Goals:
1. Decide whether each statement below agrees with the passage on the RTO ontology, answering yes or no and quoting the words of the passage that settle it.
(a) The Continuant class covers entities that have temporary parts and develop with time.
(b) The Material_by_application class groups materials into five categories.
(c) Pb-Bi is shown as a moderator.
2. Answer these questions from the passage on the RTO ontology.
(a) Which ontology supplies the fundamental concepts that ontology design usually starts from?
(b) What does the State class single out?
(c) What is understood as the integration of the databases?
3. Continue the passage on the RTO ontology, starting after its final sentence.

Quoted text:
+ + + + + + +
The third section is dedicated to the issue which is most important from the viewpoint of practical use – how to ensure integration of several DB on thermal physical properties with different formats, data models and their semantics based on the existing ontology. Virtual connection with common interface and unified interrogation system is understood as the integration. Vast experience of application of ontologies for integration of DB in material studies (Zhang et al. 2015) allows considering the task of integration of data on reactor thermal physics to be fully realizable.

The project of RTO ontology

Designing ontologies (Uschold and Gruninger 1996) begins, as a rule, from singling out fundamental concepts borrowed from domain-independent BFO ontology (Basic Formal Ontology) (Fig. 1).

Figure 1. 

Classes of the upper level of the ontology.

As it is evident, the original Entity concept\class has two successors: Continuant for entities preserving their identity with time, and Occurent for entities having temporary parts and developing with time. The Continuant class has the following as the successors: Independent Continuant and Dependent Continuant for objects of the data domain and their attributes. The Dependent Continuant class also has two daughter classes: Specifically Dependent Continuant (combining characteristics of the objects) and Generically Dependent Continuant (summating data types and corresponding concepts) with one Information_content_entity daughter class. The Specifically dependent continuant class has two daughter classes: Quality (the whole population of properties of objects, processes and documents), as well as Realizable entity for defining objects in terms of their possible roles or capabilities. Rigorous and universal structure adaptable to any data domain is thus formed. The following levels of the hierarchy including fundamental concepts of reactor thermal physics are also shown in the figure. All types of substances and materials are represented by the Material_entity class; Quality class has the following daughter classes: Material_Quality, Sample, State, Information_content_quality, Process_quality. The first of these classes sums up all types of physical characteristics such as density, heat conductivity, etc. The Sample class determines characteristics of specific sample (manufacturer’s brand, form and structure of the sample, etc.), the State class singles out the aggregation state (gas, liquid, etc.). The latter two classes characterize information entities (document, identifier) and processes.

Specifics of reactor thermal physics is determined first of all by the hierarchy of materials taking over the Material_entity class (Fig. 2). Its daughter class Material_by_application combines in accordance with accepted classification (Kirillov (Ed.) 2006) materials of the following five categories: fuel, coolant, moderator, absorbing and structural materials. Another daughter class Chemical_entity includes the substances or multi-component systems not belonging to the above categories.

Figure 2. 

Classes determining the types of materials – abridged version of the hierarchy.

The most typical classes are shown in Figure 2, more detailed diagram (Thermophysics 2018) contains cases representing widely spread types of reactor materials and their numerous specimen. Composite materials and salt fuel compositions and their specimen, for instance, cermet UO2-Zr fuel or LiF-BeF-ThF4-UF4 molten salt, are indicated there. Metals and alloys from p-block of the periodic table (Pb, Pb-Bi) are shown as coolants, oxide systems Dy2O3-TiO2, Dy2O3-HfO2, etc. are represented as moderators.
+ + + + + + +
Provided information:
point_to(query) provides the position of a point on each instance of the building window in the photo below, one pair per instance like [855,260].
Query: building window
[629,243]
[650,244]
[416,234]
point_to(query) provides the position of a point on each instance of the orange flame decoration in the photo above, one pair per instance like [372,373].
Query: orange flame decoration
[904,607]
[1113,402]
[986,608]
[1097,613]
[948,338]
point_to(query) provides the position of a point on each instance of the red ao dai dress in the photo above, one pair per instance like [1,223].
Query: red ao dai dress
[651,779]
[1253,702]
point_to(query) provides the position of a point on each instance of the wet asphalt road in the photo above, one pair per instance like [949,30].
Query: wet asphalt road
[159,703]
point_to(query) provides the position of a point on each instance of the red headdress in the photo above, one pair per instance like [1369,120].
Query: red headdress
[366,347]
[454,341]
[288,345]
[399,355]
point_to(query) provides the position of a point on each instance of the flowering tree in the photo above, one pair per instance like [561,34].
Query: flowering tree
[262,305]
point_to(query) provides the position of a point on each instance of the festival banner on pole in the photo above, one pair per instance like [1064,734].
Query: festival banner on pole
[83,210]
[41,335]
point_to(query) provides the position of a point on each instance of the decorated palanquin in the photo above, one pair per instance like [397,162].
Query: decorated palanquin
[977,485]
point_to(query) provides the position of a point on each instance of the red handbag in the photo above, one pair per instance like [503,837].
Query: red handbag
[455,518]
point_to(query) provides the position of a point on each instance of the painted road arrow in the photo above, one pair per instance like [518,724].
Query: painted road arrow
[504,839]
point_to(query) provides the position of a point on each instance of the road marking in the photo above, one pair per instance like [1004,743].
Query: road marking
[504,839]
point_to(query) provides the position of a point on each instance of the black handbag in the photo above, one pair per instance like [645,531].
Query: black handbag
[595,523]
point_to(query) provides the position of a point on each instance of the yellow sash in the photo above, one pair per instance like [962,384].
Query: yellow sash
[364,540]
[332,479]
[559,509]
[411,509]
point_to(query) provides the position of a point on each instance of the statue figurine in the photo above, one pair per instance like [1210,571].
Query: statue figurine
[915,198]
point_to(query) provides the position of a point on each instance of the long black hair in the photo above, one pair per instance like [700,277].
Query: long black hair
+ + + + + + +
Responses by task:
1.
(a) No: "Continuant for entities preserving their identity with time, and Occurent for entities having temporary parts and developing with time"
(b) Yes: "materials of the following five categories: fuel, coolant, moderator, absorbing and structural materials"
(c) No: "Metals and alloys from p-block of the periodic table (Pb, Pb-Bi) are shown as coolants"

2.
(a) BFO (Basic Formal Ontology)
(b) The aggregation state (gas, liquid, etc.)
(c) Virtual connection with a common interface and a unified interrogation system

3.
Investigation of materials applied in nuclear engineering often cover the objects not falling under the five categories specified above. Systems of U-O type including UO, UO2, UO3, U3O7, U3O8, U4O9 oxides in different phase states, solutions and compounds of Np, Am, Cm (the so-called minor actinides), fission products in mixtures with other materials, as well as numerous compounds and particles (atoms, molecules, isotopes) belong to such. All of them refer to the hierarchy initiated by the Chemical_entity class furthermore reflecting the possible role or assigning in the upper-level Role class (see Fig. 1).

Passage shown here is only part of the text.